### 提示された文章
******
二つのスーツケース/『ファンタスティック・ビーストと魔法使いの旅』

相変わらずの周回遅れぶりですが、『ファンタスティック・ビーストと魔法使いの旅』を見ました。ちなみにわたくしハリー・ポッターはど真ん中の世代ですが、これまでほぼ完全にスルーしています。特に理由はないんだけどなんとなくね、、でも新シリーズが始まるし、いい機会かなと思い、遅ればせながら映画館に足を運びました。ちゃんと公開中に見に行ってよかった。


1926年、アメリカでは魔力を脅威に感じるノーマジ(人間)と魔法使いとの衝突を避けるため、評議会MACUSAが魔力の存在を非魔法界から隠し通している。これに対して闇の魔法使いグリンデルバルドはノーマジとの戦争を起こすべく、各地で襲撃を行う。こうした社会背景のもと、主人公の英国人魔法使いニュート・スキャマンダーはNYに降り立ち、持ち込んだ魔法動物たちをスーツケースから逃してしまう。彼はノーマジと魔法使いの交流を固く禁じるMACUSAの態度を批判し、魔法動物の研究者として魔力や魔法動物は危険なものではないと理解・共存を訴える。


まさに魔法使い版X-MENといった趣で、人種隔離、公民権運動、セクシャルマイノリティへの差別などの現実の歴史・政治社会問題の寓意が作中あちこちに散りばめられている。見た目にはノーマジと変わらないけれどその能力をひた隠しにし、ノーマジと一切交わってはいけない魔法使いは、抑圧されたセクシャルマイノリティとも、白人からセグリゲイトされた有色人種の人々とも解釈できる。そんな中、中身が漏れてしまうニュートのスーツケースは、社会的に疎まれる個性や特性に対して正直であり、自己を圧し殺さないニュートの柔軟さを象徴している、といったことは各所で指摘されている通り。こちら↓の記事でも、これらのことがまとめられています。
******
### データの抜粋
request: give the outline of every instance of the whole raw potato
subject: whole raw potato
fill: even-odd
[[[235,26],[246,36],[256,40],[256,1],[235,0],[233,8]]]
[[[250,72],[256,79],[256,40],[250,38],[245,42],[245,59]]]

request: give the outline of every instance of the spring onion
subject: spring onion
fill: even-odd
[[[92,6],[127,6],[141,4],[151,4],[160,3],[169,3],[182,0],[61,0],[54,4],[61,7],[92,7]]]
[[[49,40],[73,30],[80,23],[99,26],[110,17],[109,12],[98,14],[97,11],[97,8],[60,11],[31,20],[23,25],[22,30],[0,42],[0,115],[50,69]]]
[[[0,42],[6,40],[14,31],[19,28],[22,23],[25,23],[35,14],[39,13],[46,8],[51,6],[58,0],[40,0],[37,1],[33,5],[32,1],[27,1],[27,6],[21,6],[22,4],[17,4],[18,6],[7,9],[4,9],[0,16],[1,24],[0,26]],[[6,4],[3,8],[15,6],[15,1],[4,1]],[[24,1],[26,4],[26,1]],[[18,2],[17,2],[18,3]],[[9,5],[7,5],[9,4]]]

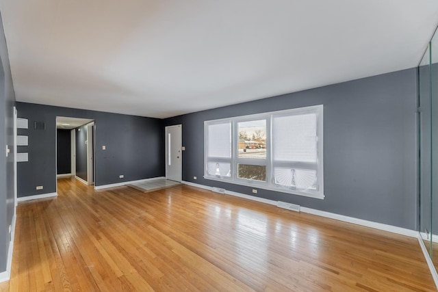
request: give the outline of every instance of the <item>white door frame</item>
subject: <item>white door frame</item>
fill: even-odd
[[[72,176],[76,176],[76,129],[70,131],[70,172]]]
[[[17,199],[17,165],[16,165],[16,150],[18,147],[16,146],[16,119],[17,119],[17,111],[16,107],[14,107],[14,215],[16,215],[16,206],[18,204]]]
[[[87,183],[88,185],[94,184],[94,153],[93,145],[94,143],[94,122],[87,124]]]
[[[169,136],[170,133],[168,133],[168,130],[171,129],[179,129],[179,137],[180,139],[178,141],[175,141],[175,139],[172,140],[170,137],[170,141],[169,142]],[[183,126],[181,124],[175,124],[173,126],[167,126],[164,129],[164,136],[165,136],[165,148],[166,148],[166,178],[167,179],[172,179],[172,181],[181,182],[182,181],[183,177],[183,152],[182,152],[182,129]],[[174,143],[176,143],[175,144]],[[174,147],[172,147],[172,146]],[[177,152],[172,152],[171,149],[174,148],[174,151],[177,151]],[[173,157],[174,159],[171,159],[170,158]],[[170,160],[171,163],[169,163],[169,160]],[[176,161],[176,163],[174,162]],[[179,174],[177,174],[175,177],[170,178],[168,175],[168,168],[172,165],[172,166],[177,165],[179,171]]]

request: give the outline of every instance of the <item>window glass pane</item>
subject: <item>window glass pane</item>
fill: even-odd
[[[207,156],[231,157],[231,125],[229,122],[209,124],[207,129]]]
[[[266,166],[237,164],[237,177],[266,181]]]
[[[274,168],[275,183],[298,190],[316,189],[316,170]]]
[[[316,118],[315,114],[273,118],[274,161],[317,162]]]
[[[231,164],[227,162],[208,162],[207,174],[217,177],[231,176]]]
[[[266,158],[266,120],[237,123],[239,157]]]

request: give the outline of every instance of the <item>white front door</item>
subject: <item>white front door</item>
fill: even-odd
[[[181,182],[182,178],[181,124],[166,127],[166,178]]]

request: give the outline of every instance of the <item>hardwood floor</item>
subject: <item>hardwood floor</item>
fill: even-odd
[[[415,238],[186,185],[58,194],[19,204],[2,291],[435,291]]]

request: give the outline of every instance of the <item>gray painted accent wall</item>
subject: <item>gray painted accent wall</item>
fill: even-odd
[[[87,133],[86,125],[76,129],[76,176],[85,181],[88,180],[87,177]]]
[[[11,243],[9,226],[14,213],[14,106],[8,47],[0,15],[0,272],[6,271],[8,250]],[[6,157],[6,145],[10,152]]]
[[[29,161],[18,165],[19,198],[56,191],[56,116],[94,120],[96,186],[164,176],[162,120],[19,102],[16,107],[18,118],[27,118],[29,125],[46,124],[44,130],[18,131],[29,135],[29,146],[23,149]],[[119,178],[120,174],[125,177]],[[44,189],[36,190],[37,185]]]
[[[170,118],[164,126],[183,125],[183,181],[254,196],[251,187],[203,178],[204,121],[322,104],[325,198],[264,189],[257,196],[415,230],[416,92],[412,68]]]

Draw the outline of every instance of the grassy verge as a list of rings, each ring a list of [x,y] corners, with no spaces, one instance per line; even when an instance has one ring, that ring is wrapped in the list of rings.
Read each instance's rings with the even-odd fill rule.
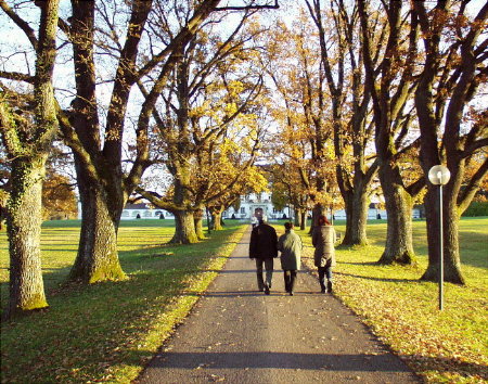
******
### 課題の内容
映画の感想文を、最初から最後まで一字も変えずに書き写してください。 レコードは映画の感想文とは関係ありません。

### 解答
二つのスーツケース/『ファンタスティック・ビーストと魔法使いの旅』

相変わらずの周回遅れぶりですが、『ファンタスティック・ビーストと魔法使いの旅』を見ました。ちなみにわたくしハリー・ポッターはど真ん中の世代ですが、これまでほぼ完全にスルーしています。特に理由はないんだけどなんとなくね、、でも新シリーズが始まるし、いい機会かなと思い、遅ればせながら映画館に足を運びました。ちゃんと公開中に見に行ってよかった。


1926年、アメリカでは魔力を脅威に感じるノーマジ(人間)と魔法使いとの衝突を避けるため、評議会MACUSAが魔力の存在を非魔法界から隠し通している。これに対して闇の魔法使いグリンデルバルドはノーマジとの戦争を起こすべく、各地で襲撃を行う。こうした社会背景のもと、主人公の英国人魔法使いニュート・スキャマンダーはNYに降り立ち、持ち込んだ魔法動物たちをスーツケースから逃してしまう。彼はノーマジと魔法使いの交流を固く禁じるMACUSAの態度を批判し、魔法動物の研究者として魔力や魔法動物は危険なものではないと理解・共存を訴える。


まさに魔法使い版X-MENといった趣で、人種隔離、公民権運動、セクシャルマイノリティへの差別などの現実の歴史・政治社会問題の寓意が作中あちこちに散りばめられている。見た目にはノーマジと変わらないけれどその能力をひた隠しにし、ノーマジと一切交わってはいけない魔法使いは、抑圧されたセクシャルマイノリティとも、白人からセグリゲイトされた有色人種の人々とも解釈できる。そんな中、中身が漏れてしまうニュートのスーツケースは、社会的に疎まれる個性や特性に対して正直であり、自己を圧し殺さないニュートの柔軟さを象徴している、といったことは各所で指摘されている通り。こちら↓の記事でも、これらのことがまとめられています。